EXERCISE REQUIREMENTS: Select each line below that contains the string "jacket", and copy those lines out in order.

— START OF GIVEN INFORMATION —

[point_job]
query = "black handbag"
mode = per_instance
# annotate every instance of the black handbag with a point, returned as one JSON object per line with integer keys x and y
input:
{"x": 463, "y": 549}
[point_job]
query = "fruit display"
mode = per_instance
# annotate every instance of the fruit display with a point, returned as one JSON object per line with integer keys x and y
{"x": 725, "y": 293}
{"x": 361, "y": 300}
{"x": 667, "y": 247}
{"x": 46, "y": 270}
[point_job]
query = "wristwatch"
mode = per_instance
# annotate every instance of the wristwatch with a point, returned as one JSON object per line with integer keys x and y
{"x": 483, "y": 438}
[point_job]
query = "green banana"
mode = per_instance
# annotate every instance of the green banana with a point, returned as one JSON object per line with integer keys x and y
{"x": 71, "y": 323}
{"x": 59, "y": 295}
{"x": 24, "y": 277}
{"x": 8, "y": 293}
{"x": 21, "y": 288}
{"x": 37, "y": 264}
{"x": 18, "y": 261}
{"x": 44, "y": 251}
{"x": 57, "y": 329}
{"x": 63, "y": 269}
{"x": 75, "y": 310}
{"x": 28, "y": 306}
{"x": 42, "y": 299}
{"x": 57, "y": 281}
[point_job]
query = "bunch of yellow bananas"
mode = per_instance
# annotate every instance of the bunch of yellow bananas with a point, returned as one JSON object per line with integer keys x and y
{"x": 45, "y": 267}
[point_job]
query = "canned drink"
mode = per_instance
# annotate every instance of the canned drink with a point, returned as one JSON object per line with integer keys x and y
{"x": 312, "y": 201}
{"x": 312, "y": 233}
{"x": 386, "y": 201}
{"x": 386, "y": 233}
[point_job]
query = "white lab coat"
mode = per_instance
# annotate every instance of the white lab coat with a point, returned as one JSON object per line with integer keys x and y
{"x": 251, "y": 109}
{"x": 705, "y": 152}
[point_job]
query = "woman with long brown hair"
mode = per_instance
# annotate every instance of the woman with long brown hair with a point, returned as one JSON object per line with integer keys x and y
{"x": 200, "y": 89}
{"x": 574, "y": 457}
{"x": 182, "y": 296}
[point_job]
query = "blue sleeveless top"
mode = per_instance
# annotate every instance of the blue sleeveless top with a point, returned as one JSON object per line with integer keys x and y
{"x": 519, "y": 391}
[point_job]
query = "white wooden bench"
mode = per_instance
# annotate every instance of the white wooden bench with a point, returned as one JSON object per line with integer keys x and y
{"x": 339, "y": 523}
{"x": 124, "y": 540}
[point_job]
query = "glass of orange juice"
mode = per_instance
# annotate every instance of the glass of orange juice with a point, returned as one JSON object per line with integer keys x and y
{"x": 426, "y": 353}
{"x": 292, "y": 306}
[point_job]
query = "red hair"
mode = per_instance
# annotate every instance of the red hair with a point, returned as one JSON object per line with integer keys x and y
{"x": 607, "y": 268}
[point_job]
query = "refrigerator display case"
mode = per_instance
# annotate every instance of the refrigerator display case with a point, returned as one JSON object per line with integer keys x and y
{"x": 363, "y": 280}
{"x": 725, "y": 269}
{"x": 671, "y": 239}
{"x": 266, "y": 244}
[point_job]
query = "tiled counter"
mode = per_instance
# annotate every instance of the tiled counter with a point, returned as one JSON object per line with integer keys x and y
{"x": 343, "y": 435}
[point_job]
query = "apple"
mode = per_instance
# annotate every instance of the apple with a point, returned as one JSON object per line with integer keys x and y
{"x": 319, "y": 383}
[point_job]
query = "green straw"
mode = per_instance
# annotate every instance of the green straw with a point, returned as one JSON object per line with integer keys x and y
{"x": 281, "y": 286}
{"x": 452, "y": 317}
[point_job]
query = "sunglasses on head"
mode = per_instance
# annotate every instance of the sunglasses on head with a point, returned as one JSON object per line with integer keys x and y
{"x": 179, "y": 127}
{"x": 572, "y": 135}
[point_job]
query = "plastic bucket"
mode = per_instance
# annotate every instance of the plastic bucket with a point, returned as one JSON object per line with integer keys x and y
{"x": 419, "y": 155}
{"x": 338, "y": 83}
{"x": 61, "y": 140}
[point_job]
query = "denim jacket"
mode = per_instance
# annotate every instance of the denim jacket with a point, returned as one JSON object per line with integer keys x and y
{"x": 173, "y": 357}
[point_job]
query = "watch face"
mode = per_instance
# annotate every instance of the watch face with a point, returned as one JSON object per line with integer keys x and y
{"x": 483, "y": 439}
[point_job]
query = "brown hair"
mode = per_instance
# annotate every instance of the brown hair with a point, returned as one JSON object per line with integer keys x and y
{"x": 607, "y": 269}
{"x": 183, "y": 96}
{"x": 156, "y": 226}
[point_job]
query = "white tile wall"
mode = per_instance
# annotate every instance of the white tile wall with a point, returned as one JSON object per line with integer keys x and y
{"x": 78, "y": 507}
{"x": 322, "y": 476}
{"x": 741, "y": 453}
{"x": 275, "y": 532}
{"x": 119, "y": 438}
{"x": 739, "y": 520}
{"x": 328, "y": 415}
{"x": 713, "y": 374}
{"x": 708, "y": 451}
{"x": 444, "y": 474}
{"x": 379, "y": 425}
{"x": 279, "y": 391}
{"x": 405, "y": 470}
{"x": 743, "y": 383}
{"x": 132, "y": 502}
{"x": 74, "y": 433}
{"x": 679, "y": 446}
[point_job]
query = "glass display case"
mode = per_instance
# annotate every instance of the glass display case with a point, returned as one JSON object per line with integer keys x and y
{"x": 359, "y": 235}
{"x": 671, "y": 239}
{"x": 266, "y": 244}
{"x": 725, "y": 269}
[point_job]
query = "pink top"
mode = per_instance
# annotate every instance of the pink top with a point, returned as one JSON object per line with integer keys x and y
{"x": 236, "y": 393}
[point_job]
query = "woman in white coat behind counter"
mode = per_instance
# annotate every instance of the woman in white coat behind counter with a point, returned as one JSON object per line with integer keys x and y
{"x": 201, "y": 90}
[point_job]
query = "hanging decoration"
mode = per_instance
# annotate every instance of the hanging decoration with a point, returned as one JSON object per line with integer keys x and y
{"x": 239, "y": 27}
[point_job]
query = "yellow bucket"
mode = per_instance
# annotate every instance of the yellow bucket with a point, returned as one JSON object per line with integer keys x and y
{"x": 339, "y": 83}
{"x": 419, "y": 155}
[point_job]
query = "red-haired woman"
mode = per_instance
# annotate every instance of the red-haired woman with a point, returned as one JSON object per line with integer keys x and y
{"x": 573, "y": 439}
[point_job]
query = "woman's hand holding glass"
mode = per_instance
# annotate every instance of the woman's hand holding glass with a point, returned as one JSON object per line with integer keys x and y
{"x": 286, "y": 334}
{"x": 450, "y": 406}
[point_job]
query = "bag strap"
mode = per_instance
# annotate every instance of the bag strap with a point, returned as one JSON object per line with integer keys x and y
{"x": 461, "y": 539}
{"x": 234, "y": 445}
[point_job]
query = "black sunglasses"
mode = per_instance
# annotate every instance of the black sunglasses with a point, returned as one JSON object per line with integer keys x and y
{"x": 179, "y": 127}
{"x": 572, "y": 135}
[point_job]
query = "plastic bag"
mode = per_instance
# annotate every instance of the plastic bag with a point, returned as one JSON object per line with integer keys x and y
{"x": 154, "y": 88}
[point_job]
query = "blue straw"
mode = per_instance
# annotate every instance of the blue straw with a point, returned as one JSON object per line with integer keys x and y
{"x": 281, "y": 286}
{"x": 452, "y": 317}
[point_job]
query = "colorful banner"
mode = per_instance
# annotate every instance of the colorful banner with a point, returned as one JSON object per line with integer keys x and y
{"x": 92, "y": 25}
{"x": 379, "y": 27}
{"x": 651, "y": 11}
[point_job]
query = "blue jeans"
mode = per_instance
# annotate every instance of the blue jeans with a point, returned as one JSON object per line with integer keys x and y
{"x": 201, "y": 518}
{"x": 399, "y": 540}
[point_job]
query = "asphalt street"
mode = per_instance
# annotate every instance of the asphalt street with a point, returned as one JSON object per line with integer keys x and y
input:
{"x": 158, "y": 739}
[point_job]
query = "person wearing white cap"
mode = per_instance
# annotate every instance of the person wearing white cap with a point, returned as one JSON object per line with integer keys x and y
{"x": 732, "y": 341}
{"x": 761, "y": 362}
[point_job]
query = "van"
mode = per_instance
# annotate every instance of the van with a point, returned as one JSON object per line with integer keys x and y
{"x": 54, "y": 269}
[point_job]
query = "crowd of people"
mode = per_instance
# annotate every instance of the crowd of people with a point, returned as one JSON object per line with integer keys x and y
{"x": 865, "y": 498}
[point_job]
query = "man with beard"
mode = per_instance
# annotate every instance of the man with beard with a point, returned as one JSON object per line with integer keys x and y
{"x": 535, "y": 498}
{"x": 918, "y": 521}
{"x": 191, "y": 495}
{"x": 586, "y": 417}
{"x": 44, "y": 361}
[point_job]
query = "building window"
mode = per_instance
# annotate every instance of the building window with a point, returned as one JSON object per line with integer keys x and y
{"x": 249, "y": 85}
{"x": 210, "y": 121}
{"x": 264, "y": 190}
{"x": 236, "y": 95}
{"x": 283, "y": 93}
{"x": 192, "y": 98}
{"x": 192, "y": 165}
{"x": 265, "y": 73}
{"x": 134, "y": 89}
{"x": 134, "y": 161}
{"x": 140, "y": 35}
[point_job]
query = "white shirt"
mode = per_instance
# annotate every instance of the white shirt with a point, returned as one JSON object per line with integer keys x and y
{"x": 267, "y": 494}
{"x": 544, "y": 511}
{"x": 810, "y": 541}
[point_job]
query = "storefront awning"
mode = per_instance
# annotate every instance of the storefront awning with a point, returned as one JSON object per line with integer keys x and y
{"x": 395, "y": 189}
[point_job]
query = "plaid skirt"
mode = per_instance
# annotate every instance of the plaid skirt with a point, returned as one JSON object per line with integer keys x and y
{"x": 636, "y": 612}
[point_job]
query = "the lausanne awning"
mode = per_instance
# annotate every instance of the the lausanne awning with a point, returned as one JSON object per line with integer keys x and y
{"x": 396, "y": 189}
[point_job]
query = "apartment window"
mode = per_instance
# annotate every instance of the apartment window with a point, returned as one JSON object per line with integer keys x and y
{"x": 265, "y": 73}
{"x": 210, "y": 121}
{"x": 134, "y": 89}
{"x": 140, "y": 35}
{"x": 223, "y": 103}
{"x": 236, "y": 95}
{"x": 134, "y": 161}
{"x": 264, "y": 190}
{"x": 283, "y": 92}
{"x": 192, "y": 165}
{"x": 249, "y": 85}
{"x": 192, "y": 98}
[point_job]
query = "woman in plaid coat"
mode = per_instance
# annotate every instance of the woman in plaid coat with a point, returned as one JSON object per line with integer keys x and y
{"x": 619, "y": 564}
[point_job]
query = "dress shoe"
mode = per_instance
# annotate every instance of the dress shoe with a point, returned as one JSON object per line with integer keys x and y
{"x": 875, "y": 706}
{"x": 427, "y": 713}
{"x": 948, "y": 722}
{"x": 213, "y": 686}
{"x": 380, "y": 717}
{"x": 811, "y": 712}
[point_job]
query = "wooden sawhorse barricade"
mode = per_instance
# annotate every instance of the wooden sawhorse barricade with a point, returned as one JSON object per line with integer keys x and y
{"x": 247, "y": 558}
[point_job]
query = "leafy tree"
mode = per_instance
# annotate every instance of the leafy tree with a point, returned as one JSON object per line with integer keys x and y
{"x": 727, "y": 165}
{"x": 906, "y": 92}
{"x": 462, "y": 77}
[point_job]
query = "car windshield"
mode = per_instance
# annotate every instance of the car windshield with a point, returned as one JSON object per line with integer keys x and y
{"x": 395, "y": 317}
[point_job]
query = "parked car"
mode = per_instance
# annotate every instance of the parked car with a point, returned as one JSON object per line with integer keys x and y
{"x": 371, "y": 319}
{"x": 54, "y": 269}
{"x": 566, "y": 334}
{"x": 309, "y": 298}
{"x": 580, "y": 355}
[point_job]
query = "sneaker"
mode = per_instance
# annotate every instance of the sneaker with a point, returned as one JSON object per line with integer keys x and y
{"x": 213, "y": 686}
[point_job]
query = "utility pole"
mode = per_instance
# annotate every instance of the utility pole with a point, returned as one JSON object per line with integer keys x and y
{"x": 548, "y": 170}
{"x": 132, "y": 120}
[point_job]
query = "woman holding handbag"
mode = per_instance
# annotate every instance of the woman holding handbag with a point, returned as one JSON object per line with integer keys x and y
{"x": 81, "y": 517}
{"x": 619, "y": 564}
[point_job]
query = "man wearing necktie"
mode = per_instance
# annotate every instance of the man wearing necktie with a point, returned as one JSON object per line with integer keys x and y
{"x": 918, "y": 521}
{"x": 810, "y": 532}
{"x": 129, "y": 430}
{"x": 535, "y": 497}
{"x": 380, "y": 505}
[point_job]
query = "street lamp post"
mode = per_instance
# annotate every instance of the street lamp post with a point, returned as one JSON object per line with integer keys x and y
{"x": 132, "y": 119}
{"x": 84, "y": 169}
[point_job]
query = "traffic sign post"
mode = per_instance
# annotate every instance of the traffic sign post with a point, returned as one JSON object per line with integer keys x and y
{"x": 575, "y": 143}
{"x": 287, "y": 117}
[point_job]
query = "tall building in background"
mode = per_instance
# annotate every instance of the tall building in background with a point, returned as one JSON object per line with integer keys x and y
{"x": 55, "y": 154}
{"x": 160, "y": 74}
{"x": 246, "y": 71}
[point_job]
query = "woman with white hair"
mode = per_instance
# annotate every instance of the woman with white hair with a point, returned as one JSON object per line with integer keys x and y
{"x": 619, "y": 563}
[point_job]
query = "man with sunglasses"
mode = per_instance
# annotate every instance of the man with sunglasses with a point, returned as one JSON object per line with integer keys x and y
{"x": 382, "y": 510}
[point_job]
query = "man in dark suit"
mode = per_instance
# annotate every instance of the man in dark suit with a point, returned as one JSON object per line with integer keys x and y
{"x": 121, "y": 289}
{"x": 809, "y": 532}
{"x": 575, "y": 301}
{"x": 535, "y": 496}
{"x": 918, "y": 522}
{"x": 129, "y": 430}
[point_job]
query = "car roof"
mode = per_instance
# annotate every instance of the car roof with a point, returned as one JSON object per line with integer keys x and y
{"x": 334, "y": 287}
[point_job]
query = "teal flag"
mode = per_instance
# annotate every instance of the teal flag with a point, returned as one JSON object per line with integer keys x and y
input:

— END OF GIVEN INFORMATION —

EXERCISE OUTPUT:
query = "denim jacket"
# annotate every instance of the denim jacket with a point, returned as one JSON object per line with integer keys x and y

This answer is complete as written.